JOBS -
• a. According to the excerpt on ensemble GPP trends, what share of ensemble members show a statistically significant trend across much of Alaska?
• b. Write a continuation of the excerpt on ensemble GPP trends that begins immediately after its last line.

In British Columbia, eastern portions of Canada, the Northeast US, and parts of the Southeast US, more than 90% of the members have a statistically significant positive GPP trend (Fig. 3a). Other regions show large variability among ensemble members. In Alaska, the ensemble mean trend is statistically significant (Fig. 1a), but only about half of the members (40–60%) have a statistically significant trend across much of the region (Fig. 3a). A wide region of the interior continent has a significant positive trend in at least one but less than 10 (20%) of the members. The negative GPP trend in the Canadian prairie extending into the Midwest US is statistically significant in only 10–30% of the members (Fig. 3b).

Fig. 3: Percentage of ensemble members with statistically significant trends in annual GPP for 1991–2020.
figure 3

Percentages are given for a positive and b negative trends. Non-significant trends (n = 30 years; p > 0.05) are masked.

The 95% confidence interval for annual GPP trends obtained from the 50-member ensemble shows a wide range of trends among members (Fig. 4a). The confidence interval spans more than 100 g C m−2 yr−1 per 10 years across portions of Alaska, northern Canada, the Canadian prairie extending into Midwest US, the Mid-Atlantic region, and the Central Plains extending into Mexico. GPP trends at the low and high ends of the confidence interval range from negative to positive in some regions, most prominently in the Canadian prairie extending into the Midwest US (Supplementary Fig. 4).

Fig. 4: 95% confidence interval in annual GPP trends for 1991–2020.

RECORDED DATA -
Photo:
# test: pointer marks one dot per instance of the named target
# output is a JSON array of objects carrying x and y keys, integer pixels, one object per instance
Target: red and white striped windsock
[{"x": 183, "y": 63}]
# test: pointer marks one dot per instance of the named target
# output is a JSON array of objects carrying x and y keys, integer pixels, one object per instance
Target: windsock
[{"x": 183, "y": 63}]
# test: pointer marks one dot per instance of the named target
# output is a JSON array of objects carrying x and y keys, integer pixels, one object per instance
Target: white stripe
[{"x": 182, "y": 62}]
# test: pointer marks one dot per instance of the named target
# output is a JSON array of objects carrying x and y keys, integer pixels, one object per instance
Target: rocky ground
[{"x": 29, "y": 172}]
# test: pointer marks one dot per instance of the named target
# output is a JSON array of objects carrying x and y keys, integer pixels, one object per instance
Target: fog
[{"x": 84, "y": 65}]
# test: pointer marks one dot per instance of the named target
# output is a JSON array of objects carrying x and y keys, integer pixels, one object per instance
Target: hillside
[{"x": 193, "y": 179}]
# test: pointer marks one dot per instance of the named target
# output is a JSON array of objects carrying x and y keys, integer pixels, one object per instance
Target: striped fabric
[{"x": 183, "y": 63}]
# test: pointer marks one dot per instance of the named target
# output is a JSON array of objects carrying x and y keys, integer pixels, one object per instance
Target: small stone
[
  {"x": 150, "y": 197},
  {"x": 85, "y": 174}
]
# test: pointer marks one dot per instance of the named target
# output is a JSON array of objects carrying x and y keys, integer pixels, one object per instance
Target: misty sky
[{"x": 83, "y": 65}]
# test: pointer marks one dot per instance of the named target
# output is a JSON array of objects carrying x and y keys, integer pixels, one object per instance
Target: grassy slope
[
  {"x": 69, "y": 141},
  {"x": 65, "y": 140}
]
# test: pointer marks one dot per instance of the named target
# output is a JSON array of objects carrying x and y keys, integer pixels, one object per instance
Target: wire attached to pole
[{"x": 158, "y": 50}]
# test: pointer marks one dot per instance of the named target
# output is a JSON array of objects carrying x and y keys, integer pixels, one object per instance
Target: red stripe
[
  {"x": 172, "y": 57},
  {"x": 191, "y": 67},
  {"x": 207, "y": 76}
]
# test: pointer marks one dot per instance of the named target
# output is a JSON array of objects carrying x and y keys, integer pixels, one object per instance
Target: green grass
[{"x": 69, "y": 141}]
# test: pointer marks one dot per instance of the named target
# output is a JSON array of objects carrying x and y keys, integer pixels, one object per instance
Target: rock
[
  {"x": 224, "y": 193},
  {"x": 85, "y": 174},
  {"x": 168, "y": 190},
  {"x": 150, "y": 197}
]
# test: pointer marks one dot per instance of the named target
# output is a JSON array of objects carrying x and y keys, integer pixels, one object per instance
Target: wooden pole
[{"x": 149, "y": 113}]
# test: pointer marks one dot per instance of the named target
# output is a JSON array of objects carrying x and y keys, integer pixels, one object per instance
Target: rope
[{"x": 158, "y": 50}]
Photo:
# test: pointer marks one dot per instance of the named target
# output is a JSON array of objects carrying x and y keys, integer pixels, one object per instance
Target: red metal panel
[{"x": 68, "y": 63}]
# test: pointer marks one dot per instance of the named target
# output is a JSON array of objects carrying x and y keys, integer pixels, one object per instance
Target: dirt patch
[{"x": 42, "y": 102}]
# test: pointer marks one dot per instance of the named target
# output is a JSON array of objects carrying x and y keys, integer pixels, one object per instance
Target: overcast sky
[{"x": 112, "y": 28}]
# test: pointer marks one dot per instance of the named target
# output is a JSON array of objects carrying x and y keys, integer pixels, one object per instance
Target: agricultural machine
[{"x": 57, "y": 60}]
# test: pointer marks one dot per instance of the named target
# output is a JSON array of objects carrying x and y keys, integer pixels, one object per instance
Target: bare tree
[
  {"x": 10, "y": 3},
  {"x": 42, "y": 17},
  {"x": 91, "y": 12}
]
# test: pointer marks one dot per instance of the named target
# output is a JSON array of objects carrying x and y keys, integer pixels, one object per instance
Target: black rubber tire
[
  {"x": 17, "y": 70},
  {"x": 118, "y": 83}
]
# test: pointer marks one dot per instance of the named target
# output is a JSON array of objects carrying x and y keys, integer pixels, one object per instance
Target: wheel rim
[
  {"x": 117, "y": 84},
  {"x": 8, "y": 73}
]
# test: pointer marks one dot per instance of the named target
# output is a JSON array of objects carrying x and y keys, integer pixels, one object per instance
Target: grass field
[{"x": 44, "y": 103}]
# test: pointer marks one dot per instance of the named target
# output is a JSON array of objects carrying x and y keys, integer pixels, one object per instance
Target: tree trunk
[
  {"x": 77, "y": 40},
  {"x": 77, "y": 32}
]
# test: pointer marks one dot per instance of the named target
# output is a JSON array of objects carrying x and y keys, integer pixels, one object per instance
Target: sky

TASK-BY-TASK ANSWERS -
• a. About half of the members, roughly 40–60%.

• b.
figure 4

a The 95% confidence interval was obtained from the 50-member ensemble. It is the range of trends (n = 48) after excluding the smallest and largest trends for each grid cell. b The 95% confidence interval obtained from the standard error of the regression trend (\({s}_{b1}\), Eq. 3). The confidence interval is \(2* 2.048* {s}_{b1}\), where \({t}_{\mathrm{0.975,28}}=2.048\) is the critical t-value for \(n=30\) years of data. Shown is an ensemble member chosen at random. Stippling shows where the trend is statistically significant (n = 30 years; p ≤ 0.05). c Frequency distribution of the 95% confidence interval obtained from \({s}_{b1}\) for the n = 50 ensemble members at the grid cell corresponding to the D01: Northeast location. The confidence interval for each ensemble member is calculated as in (b). The thick black line is the 95% confidence interval obtained from the 50-member ensemble as in (a). d As in (c), but for D19: Taiga.

The standard error of the linear regression trend (\({s}_{b1}\), Eq. 3), which quantifies the interannual variability of the linear trend within a single ensemble member, is also an estimate of the variability in trends among ensemble members. That \({s}_{b1}\) samples internal climate variability has been shown previously for temperature and precipitation58, and we find that a similar result pertains to GPP. The 95% confidence interval of the GPP trend obtained using \({s}_{b1}\) for a single ensemble member (Fig. 4b) approximates the 95% confidence interval of the trend for the 50-member ensemble (Fig. 4a). This is also evident for other ensemble members (Supplementary Fig. 5). Differences between the 95% confidence interval of the 50-member ensemble and the \({s}_{b1}\)-estimated confidence interval are mostly within ± 25 g C m2 yr−1 per 10 years (Supplementary Fig. 6). A prominent exception is a region of Canada extending from the Northwest Territories into Saskatchewan, where the difference is larger.

The magnitude of \({s}_{b1}\) varies among ensemble members, and therefore the estimated 95% confidence interval obtained from the linear regression varies among members. However, the statistical distribution of confidence intervals obtained from \({s}_{b1}\) includes the 95% confidence interval of the 50-member ensemble. This is evident at the Northeast location, where all ensemble members have a statistically significant trend (Fig. 2a) and the variability among members in \({s}_{b1}\) (and therefore 95% confidence intervals) is small (Fig. 4c). Ensemble variability is larger at the Taiga location and only half of the ensemble members have a statistically significant trend (Fig. 2b), but the 95% confidence intervals obtained from \({s}_{b1}\) still encompass that obtained from the 50-member ensemble (Fig. 4d). Similar results are found at the other locations (Supplementary Fig. 7).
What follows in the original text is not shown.